- _Directions_
Convert the data, from its first line through the line containing "424), (461, 341)]", into a numbered list and skip any blank lines.

----

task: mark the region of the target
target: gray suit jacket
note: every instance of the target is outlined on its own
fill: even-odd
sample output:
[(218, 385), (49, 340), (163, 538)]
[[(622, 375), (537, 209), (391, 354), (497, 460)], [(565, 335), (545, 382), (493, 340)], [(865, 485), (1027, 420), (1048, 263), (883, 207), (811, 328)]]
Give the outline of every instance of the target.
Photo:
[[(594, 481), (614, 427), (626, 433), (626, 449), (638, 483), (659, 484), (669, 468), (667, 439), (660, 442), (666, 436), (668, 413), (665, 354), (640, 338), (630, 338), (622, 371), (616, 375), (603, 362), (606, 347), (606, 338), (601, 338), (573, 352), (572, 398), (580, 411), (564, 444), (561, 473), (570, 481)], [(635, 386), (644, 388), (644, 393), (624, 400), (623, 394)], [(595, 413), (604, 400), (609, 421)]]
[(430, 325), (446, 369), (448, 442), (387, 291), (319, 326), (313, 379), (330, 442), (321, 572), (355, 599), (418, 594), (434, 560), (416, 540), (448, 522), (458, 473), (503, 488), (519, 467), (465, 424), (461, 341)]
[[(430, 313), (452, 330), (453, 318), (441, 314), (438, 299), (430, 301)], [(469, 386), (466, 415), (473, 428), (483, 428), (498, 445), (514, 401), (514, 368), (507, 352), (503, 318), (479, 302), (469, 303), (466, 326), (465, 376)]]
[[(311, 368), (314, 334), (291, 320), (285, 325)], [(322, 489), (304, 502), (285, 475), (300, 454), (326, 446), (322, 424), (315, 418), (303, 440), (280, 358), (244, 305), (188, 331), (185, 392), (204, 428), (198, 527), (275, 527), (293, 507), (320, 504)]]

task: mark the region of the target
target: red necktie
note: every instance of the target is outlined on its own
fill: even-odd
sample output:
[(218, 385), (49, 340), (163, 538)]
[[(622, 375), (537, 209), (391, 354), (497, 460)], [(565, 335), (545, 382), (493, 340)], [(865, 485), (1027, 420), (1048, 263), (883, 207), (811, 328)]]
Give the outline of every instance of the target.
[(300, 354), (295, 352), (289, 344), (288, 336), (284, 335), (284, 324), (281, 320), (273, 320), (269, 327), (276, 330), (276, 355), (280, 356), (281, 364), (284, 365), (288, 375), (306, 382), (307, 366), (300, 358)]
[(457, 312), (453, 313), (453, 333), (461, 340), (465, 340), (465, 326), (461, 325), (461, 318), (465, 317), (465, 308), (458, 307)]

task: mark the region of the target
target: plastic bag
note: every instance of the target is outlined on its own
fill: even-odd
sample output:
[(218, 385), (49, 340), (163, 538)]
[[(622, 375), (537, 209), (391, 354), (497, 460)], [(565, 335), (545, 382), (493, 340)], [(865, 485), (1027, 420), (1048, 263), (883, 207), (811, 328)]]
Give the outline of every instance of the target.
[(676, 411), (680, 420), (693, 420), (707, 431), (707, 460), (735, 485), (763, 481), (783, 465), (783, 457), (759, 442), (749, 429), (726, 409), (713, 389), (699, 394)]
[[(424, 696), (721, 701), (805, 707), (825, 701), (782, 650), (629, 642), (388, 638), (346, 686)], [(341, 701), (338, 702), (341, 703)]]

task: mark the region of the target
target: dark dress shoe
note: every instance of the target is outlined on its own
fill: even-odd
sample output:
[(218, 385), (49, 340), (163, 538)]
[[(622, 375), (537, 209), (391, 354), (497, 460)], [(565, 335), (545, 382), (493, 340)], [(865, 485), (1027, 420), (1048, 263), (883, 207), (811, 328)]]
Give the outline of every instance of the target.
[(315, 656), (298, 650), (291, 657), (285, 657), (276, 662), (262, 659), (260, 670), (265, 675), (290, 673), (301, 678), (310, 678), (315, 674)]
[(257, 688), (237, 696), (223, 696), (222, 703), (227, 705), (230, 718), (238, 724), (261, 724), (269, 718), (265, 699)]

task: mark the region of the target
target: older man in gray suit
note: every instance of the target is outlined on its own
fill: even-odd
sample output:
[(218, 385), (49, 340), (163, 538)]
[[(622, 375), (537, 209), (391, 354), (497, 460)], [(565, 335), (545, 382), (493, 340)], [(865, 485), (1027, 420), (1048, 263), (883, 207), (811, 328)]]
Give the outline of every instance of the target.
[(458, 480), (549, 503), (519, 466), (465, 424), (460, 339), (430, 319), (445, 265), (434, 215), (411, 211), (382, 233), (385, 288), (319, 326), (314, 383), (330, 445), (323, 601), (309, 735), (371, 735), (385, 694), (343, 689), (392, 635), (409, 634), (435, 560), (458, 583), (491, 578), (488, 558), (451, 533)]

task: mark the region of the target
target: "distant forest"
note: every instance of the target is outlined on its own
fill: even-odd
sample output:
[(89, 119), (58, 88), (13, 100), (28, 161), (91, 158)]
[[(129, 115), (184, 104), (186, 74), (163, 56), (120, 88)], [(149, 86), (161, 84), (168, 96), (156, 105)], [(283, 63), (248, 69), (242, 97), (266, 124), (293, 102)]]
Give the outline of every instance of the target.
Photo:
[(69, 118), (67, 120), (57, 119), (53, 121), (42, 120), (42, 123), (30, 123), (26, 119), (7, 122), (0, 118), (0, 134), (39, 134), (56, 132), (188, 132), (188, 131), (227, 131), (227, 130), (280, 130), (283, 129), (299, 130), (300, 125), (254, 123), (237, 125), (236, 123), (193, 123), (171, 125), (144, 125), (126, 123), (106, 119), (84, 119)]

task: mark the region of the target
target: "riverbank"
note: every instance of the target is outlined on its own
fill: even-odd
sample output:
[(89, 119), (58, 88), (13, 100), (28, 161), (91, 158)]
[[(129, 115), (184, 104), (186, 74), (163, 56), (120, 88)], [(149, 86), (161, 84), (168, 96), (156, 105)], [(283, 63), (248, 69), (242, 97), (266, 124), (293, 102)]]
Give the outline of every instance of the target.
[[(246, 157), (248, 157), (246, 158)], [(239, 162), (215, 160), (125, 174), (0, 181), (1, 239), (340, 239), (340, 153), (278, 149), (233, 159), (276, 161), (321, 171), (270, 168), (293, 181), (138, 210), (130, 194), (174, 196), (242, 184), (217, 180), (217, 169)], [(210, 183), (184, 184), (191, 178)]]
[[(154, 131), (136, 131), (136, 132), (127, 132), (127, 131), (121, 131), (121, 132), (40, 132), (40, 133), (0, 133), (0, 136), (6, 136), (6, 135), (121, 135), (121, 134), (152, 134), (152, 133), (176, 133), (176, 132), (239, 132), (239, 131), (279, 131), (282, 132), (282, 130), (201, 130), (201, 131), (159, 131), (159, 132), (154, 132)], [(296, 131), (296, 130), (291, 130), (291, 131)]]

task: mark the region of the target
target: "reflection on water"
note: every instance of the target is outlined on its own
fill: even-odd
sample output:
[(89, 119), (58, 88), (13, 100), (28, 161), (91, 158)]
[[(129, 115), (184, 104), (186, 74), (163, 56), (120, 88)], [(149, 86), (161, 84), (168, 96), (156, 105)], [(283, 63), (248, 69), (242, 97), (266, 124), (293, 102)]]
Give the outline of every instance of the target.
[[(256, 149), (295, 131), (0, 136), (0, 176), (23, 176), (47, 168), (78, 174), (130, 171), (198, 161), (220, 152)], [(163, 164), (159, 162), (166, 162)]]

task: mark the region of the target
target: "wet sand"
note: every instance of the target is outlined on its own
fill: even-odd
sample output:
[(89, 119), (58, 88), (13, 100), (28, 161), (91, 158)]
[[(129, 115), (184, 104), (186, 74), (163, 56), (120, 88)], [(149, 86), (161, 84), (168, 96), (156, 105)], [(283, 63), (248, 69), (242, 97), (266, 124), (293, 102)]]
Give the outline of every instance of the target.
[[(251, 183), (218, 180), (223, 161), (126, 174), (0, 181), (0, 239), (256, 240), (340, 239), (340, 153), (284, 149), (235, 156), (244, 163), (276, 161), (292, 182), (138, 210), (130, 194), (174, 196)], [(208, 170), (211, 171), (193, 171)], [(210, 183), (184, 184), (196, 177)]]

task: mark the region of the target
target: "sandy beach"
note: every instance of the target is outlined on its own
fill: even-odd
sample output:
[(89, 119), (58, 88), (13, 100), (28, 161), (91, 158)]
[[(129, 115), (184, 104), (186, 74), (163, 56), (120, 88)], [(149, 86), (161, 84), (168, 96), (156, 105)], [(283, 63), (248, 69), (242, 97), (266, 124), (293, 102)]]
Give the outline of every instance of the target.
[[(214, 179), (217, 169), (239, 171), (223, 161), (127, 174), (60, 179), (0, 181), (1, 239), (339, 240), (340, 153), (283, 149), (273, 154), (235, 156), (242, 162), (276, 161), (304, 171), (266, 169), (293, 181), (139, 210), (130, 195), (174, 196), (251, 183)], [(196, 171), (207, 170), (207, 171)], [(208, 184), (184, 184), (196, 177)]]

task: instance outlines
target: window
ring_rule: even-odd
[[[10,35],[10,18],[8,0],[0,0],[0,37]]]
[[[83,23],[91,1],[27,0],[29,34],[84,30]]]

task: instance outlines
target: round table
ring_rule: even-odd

----

- _In response_
1. task: mark the region of the target
2. target: gray suit jacket
3. note: every instance of the target is outlined on its own
4. fill: even-odd
5. sample output:
6. [(218, 385), (49, 340), (163, 538)]
7. [[(622, 375), (537, 209), (391, 354), (497, 460)], [(565, 335), (545, 382), (493, 340)], [(865, 485), (1027, 420), (1048, 263), (883, 207), (811, 328)]]
8. Give the outline of every instance of the target.
9. Photo:
10. [[(594, 481), (614, 427), (626, 433), (626, 449), (638, 483), (659, 484), (669, 468), (667, 439), (660, 442), (666, 436), (668, 413), (665, 354), (640, 338), (630, 338), (622, 371), (616, 375), (603, 362), (606, 347), (606, 338), (601, 338), (573, 352), (572, 398), (580, 411), (564, 444), (561, 473), (570, 481)], [(635, 386), (644, 388), (644, 393), (624, 400), (623, 394)], [(595, 413), (604, 400), (609, 421)]]
11. [(430, 325), (446, 369), (448, 442), (387, 291), (319, 326), (313, 379), (330, 442), (321, 572), (355, 599), (418, 594), (434, 560), (416, 540), (448, 522), (458, 473), (503, 488), (519, 467), (465, 424), (461, 341)]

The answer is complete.